What the exercise asks:
Write out the items again, starting at the line that contains "Where can the water" and stopping after the line that contains "<point>453,149</point>". Keep every line in that span, and shift each coordinate in the answer points by -25 while leaving all other text unchanged.

───── Entries provided ─────

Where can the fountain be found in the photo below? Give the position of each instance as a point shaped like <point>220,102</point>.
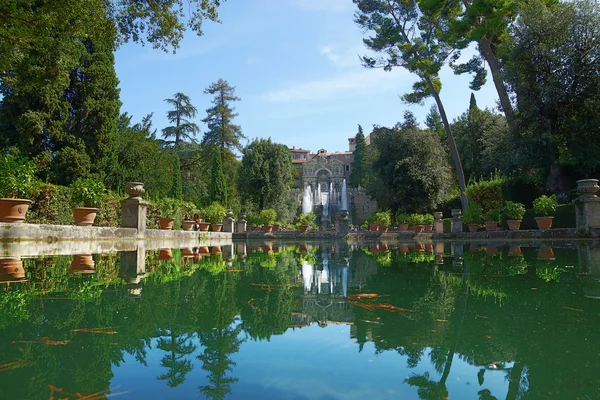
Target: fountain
<point>307,200</point>
<point>344,196</point>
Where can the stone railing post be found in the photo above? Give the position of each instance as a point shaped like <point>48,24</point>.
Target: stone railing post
<point>438,222</point>
<point>134,207</point>
<point>457,220</point>
<point>241,224</point>
<point>228,222</point>
<point>587,206</point>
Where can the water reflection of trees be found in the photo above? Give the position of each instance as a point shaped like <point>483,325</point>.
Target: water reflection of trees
<point>492,310</point>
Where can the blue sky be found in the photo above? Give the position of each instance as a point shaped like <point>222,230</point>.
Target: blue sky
<point>294,64</point>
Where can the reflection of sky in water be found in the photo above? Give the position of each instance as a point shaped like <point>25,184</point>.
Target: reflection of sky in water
<point>308,363</point>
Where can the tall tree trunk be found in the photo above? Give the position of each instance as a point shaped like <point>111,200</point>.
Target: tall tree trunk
<point>485,47</point>
<point>453,149</point>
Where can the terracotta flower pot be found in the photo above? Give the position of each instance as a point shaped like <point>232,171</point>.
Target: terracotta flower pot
<point>267,228</point>
<point>165,254</point>
<point>13,210</point>
<point>84,216</point>
<point>513,224</point>
<point>187,224</point>
<point>166,223</point>
<point>491,226</point>
<point>82,264</point>
<point>544,222</point>
<point>11,269</point>
<point>418,228</point>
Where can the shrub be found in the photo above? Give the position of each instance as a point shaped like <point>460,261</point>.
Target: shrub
<point>268,216</point>
<point>492,215</point>
<point>17,177</point>
<point>544,205</point>
<point>486,192</point>
<point>86,192</point>
<point>383,218</point>
<point>514,210</point>
<point>214,213</point>
<point>473,214</point>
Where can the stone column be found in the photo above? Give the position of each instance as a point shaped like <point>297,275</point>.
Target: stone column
<point>438,222</point>
<point>241,224</point>
<point>228,222</point>
<point>457,220</point>
<point>587,206</point>
<point>134,208</point>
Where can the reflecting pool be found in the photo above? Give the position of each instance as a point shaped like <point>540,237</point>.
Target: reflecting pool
<point>314,320</point>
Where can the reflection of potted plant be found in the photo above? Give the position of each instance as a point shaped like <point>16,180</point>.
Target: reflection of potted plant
<point>17,181</point>
<point>492,219</point>
<point>268,217</point>
<point>86,195</point>
<point>168,208</point>
<point>514,213</point>
<point>543,206</point>
<point>401,219</point>
<point>473,216</point>
<point>214,214</point>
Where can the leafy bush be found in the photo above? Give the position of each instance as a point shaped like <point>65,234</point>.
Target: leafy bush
<point>86,192</point>
<point>214,213</point>
<point>492,216</point>
<point>473,214</point>
<point>544,205</point>
<point>383,218</point>
<point>268,216</point>
<point>514,210</point>
<point>486,192</point>
<point>17,177</point>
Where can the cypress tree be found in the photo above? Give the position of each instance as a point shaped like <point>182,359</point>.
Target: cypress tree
<point>358,173</point>
<point>217,179</point>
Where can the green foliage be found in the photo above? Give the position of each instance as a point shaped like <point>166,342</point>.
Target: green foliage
<point>486,192</point>
<point>514,210</point>
<point>492,216</point>
<point>266,174</point>
<point>473,214</point>
<point>217,191</point>
<point>17,176</point>
<point>544,205</point>
<point>268,216</point>
<point>214,213</point>
<point>87,192</point>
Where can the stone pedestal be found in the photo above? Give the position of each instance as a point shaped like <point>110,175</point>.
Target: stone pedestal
<point>456,221</point>
<point>438,222</point>
<point>228,222</point>
<point>241,224</point>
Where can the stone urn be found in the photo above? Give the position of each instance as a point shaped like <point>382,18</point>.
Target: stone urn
<point>588,187</point>
<point>135,190</point>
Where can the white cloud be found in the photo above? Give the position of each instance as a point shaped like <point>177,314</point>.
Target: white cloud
<point>344,85</point>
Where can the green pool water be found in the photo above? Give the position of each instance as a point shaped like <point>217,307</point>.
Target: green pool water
<point>310,320</point>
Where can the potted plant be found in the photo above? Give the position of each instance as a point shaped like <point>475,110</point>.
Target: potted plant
<point>306,221</point>
<point>473,216</point>
<point>383,220</point>
<point>401,219</point>
<point>86,195</point>
<point>214,214</point>
<point>514,214</point>
<point>428,222</point>
<point>268,217</point>
<point>17,181</point>
<point>168,209</point>
<point>492,219</point>
<point>417,222</point>
<point>543,206</point>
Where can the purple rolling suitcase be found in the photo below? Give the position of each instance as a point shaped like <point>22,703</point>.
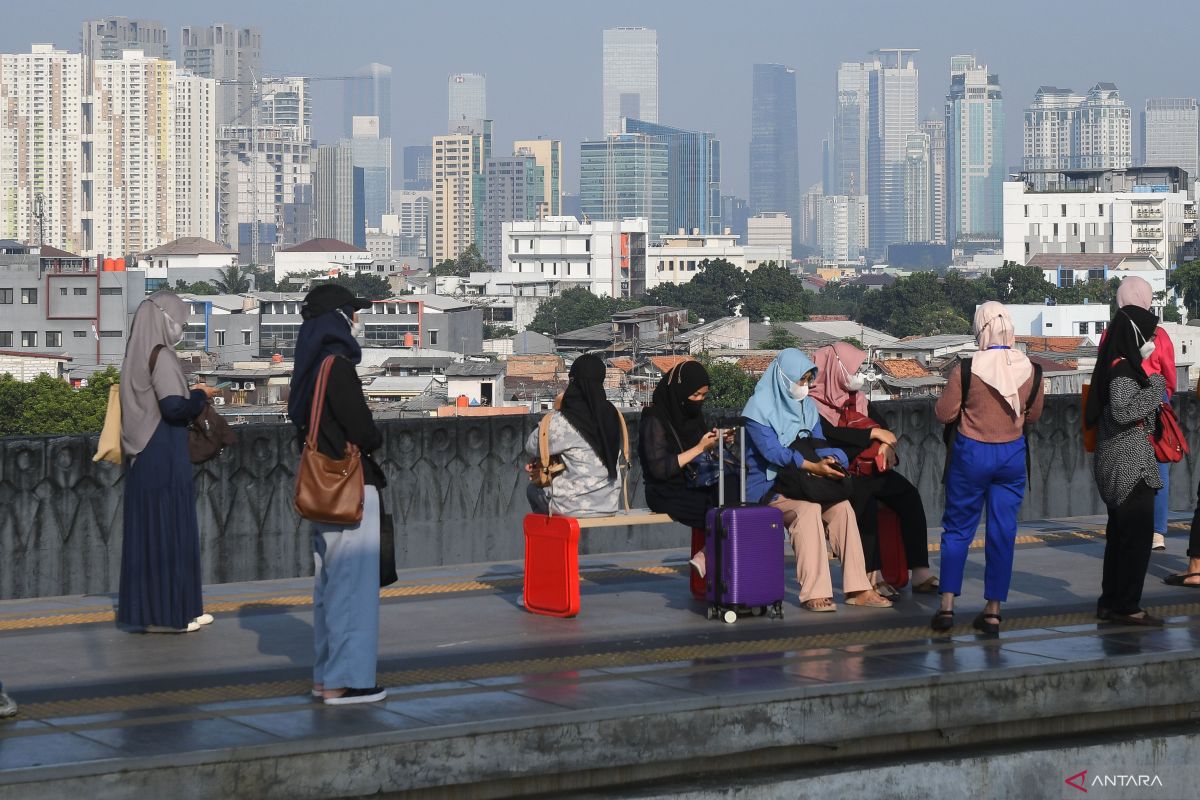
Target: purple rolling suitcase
<point>744,553</point>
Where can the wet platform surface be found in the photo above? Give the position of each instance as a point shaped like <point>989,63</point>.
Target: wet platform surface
<point>459,654</point>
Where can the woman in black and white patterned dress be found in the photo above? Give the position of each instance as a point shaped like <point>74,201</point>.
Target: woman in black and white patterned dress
<point>1123,405</point>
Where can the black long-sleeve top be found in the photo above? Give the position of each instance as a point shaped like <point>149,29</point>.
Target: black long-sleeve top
<point>346,417</point>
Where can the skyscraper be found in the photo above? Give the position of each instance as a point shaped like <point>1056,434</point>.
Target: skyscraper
<point>1170,134</point>
<point>851,126</point>
<point>372,155</point>
<point>630,76</point>
<point>459,188</point>
<point>774,149</point>
<point>42,86</point>
<point>105,38</point>
<point>549,155</point>
<point>936,132</point>
<point>916,188</point>
<point>893,116</point>
<point>337,194</point>
<point>467,95</point>
<point>623,176</point>
<point>369,94</point>
<point>419,168</point>
<point>226,53</point>
<point>694,176</point>
<point>975,152</point>
<point>515,187</point>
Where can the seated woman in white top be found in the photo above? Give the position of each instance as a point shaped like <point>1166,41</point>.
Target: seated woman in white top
<point>586,433</point>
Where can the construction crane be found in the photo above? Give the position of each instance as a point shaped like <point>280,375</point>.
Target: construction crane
<point>253,108</point>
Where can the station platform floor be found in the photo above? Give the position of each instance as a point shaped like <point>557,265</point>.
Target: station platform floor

─────

Response to the task:
Where can the water reflection of trees be found in the photo above? Give the position of each instance as a point shaped like <point>483,325</point>.
Target: water reflection of trees
<point>467,285</point>
Where can the blue sky be found in the photo above? Give the position of each instance as a point shaped like <point>222,230</point>.
Target: blue sky
<point>269,39</point>
Where can the reflection of sky in water be found in the photo above? Give the position of each instance as a point shaped like <point>25,184</point>.
Target: reflection of sky in water
<point>283,338</point>
Where can the tall tree trunk be found in the photo above? Give the position of each instance as a point shaped like <point>111,200</point>.
Target: tall tree trunk
<point>460,22</point>
<point>428,124</point>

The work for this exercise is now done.